- [Stated task]: Restate each entry word for word, leaving nothing out.

- [Records shown]:
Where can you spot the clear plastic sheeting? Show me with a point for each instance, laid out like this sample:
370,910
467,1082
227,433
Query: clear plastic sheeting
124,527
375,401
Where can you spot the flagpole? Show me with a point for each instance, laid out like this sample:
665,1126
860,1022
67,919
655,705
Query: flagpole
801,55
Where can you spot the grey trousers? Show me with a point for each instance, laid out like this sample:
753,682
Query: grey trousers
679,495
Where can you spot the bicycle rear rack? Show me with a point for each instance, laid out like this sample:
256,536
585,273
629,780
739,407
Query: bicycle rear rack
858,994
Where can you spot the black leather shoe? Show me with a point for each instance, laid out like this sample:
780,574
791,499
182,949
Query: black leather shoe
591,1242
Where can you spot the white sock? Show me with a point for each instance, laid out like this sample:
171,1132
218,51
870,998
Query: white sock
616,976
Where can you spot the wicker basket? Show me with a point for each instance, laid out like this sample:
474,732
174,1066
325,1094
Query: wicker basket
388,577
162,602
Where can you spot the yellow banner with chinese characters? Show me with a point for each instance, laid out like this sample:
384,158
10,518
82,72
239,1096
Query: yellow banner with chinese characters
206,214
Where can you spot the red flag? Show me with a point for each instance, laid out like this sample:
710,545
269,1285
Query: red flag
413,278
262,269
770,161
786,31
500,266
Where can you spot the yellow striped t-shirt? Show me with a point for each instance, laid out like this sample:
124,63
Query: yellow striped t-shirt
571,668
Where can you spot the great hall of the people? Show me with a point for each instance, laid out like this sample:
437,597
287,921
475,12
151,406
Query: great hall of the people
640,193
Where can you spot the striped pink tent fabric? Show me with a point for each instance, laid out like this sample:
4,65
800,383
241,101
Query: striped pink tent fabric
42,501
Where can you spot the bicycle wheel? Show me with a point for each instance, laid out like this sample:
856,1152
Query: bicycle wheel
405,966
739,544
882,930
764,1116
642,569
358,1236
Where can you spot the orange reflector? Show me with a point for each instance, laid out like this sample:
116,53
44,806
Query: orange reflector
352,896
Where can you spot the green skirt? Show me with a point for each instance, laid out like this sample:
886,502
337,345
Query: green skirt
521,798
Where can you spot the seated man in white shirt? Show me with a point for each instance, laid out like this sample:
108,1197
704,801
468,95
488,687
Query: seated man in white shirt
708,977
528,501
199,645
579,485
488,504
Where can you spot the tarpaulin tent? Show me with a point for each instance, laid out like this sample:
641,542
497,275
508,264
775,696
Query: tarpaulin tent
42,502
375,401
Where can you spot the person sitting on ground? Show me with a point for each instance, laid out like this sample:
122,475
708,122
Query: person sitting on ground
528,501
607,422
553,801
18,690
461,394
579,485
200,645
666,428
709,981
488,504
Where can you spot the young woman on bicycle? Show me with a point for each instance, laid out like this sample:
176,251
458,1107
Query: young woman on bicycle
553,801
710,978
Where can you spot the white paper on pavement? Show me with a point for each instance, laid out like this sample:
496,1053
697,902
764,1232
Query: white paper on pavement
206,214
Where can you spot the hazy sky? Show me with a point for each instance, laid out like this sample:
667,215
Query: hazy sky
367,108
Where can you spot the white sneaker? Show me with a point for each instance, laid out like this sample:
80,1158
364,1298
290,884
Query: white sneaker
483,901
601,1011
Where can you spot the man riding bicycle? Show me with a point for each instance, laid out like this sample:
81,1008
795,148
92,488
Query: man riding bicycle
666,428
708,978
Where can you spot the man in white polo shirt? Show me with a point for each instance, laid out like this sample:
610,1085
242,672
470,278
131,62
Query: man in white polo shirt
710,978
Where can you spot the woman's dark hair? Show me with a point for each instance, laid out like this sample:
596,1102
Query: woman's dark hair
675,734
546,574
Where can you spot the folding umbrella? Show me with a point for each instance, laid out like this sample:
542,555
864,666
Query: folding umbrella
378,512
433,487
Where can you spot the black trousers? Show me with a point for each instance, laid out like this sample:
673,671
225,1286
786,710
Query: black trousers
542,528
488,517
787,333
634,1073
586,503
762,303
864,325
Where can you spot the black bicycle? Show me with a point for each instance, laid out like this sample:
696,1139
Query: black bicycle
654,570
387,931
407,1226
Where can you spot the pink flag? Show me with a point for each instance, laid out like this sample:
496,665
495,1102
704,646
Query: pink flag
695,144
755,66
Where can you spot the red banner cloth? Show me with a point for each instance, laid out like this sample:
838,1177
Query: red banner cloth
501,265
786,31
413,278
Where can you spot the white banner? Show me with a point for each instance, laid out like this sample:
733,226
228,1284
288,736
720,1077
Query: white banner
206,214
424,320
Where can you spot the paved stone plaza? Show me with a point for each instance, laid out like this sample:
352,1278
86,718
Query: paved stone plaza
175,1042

- [Response to the exercise]:
Where can you spot the clear plastic sheeting? Show me with a point for each instance, laid out like this sample:
370,910
467,1082
227,433
Query: clear plastic sheeting
124,527
375,401
Where can you spot the flagpole? Show me with a point for each instance, laid out like this sample:
665,1126
860,1022
67,919
655,705
Query: flagpole
801,55
Where can you spot the grey trousers? Show me with a point for each instance, laid out like this sample:
753,682
Query: grey trousers
679,495
Where can you spot the bicycle rear rack? Show me with a point for each instance, laid out like this sample:
256,536
585,273
629,780
739,407
Query: bicycle rear rack
858,994
Where can you spot the black leather shoe? Show me with a point for each instance, laid out like this sample:
780,574
791,499
182,949
Query: black leather shoe
591,1242
Where can you spot the white sock? Show me with a point for each instance, laid out like this sample:
171,1132
218,51
870,998
Query: white sock
616,976
Where can you spot the wicker basket? Show me with a point for each instance, laid out like this sample:
474,732
174,1066
325,1094
Query: wicker basket
388,577
162,602
Where can you spot the yellow banner with chinese characters? Show me with a point for each instance, laid out like this sample:
384,158
10,518
82,72
239,1096
Query: yellow banner with chinese characters
206,214
Where can you spot the red flag? Show me with a point for each instance, laid out like this sample:
710,545
269,1285
Query: red flag
413,278
262,269
770,161
786,31
500,266
Where can you spot the yellow striped t-shirt? Show me with a point for each instance, laid out like this sample:
124,63
Query: yellow striped t-shirt
571,668
Where can you spot the great hall of the people? Show me with a point for each instance, laid out like this sample:
437,597
287,921
475,12
151,406
Query: great hall of the people
640,193
Where can you spot the striped pink tent fabric? Show me with a point for each instance, laid out like this sample:
4,65
800,383
241,101
Query: striped pink tent fabric
42,501
Where can you spot the bicycle wheel? Show me with a point for each instance, laid out like this sample:
856,1152
Query: bicycle wheel
405,966
739,544
882,930
764,1116
642,569
358,1236
Where can you spot the orange reflector? Show me with a point for each instance, laid out like this sample:
116,53
44,806
Query: orange reflector
352,896
Where can you spot the green skirt? Show me with a point for each instance, laid out like this sample:
886,502
337,345
Query: green skirt
521,798
Where can you spot the seated man in white shirt? Show me with a point for each instance, laid out like this sample:
108,1197
704,801
468,95
488,687
Query: seated man in white shirt
708,977
528,501
199,645
579,485
488,504
Where can you spot the tarpaulin tent? Show me with a point for each instance, laid out like this sample:
641,542
497,275
508,264
775,696
Query: tarpaulin tent
42,502
375,401
Where can you spot the person sitting on ground? Show me with a point for each instance, laid out like this sample:
122,475
708,122
Query: person sitting on ground
528,501
607,422
553,801
18,690
461,394
579,485
200,645
666,428
709,981
488,504
Where can you spot the young woman on bicycle? Show me with a point for each instance, laid out like this sample:
176,251
458,1107
Query: young woman on bicycle
553,801
710,978
Where can you spot the white paper on pavement? Show me with a point for each instance, laid out like this sample:
496,1053
697,902
764,1232
Query: white paper on pavement
206,214
Where can you spot the hazy sky? Show me with a point for each instance, laid out like this sample:
667,215
Query: hazy sky
367,108
Where can you spot the white sneaker? Show me with a point for each instance, laid out like this sample:
80,1158
364,1298
290,884
Query: white sneaker
483,901
601,1011
Where can you spot the man riding bicycle? Show me with a point for each instance, laid out like this sample:
81,1008
795,148
92,488
Query: man riding bicycle
666,428
708,978
Where can you spot the man in white polo shirt? Show me with a point for each instance, laid out like this sample:
610,1085
242,672
470,278
131,62
Query: man in white polo shirt
710,978
Where can you spot the woman's dark hair? Show me with a point for each instance, laid out like this sample:
596,1102
Query: woman's dark hair
675,734
546,574
Where can you spot the folding umbrella? Show me with a point for each instance, laid out like this sample:
542,555
864,666
Query: folding umbrella
378,512
433,487
Where can you spot the black trousers? Show me with a point for each instance, laid out like this sample:
673,671
225,1286
786,710
Query: black trousers
542,528
488,517
787,333
634,1073
586,503
762,303
864,325
Where can you spot the black bicycle? Show me with a point for each instance, laid out like this sample:
696,1139
Query: black bicycle
654,570
387,931
407,1226
Where can you spot the pink flag? Show me with a point for each instance, laid out like this sample:
496,665
495,1102
704,646
Query: pink flag
695,144
755,66
Where can you spot the red banner cloth? Show me with a point for each instance, laid out like this sample:
838,1177
Query: red banner cloth
501,265
786,31
413,278
Where can you spot the white banner? Show me with a point for each instance, laid out like this sample:
733,226
228,1284
288,736
720,1077
Query: white banner
206,214
424,320
Where can you spot the paved stone plaza? Show me with a point for each instance, laid out like this sample:
352,1278
86,718
Query: paved stone plaza
175,1042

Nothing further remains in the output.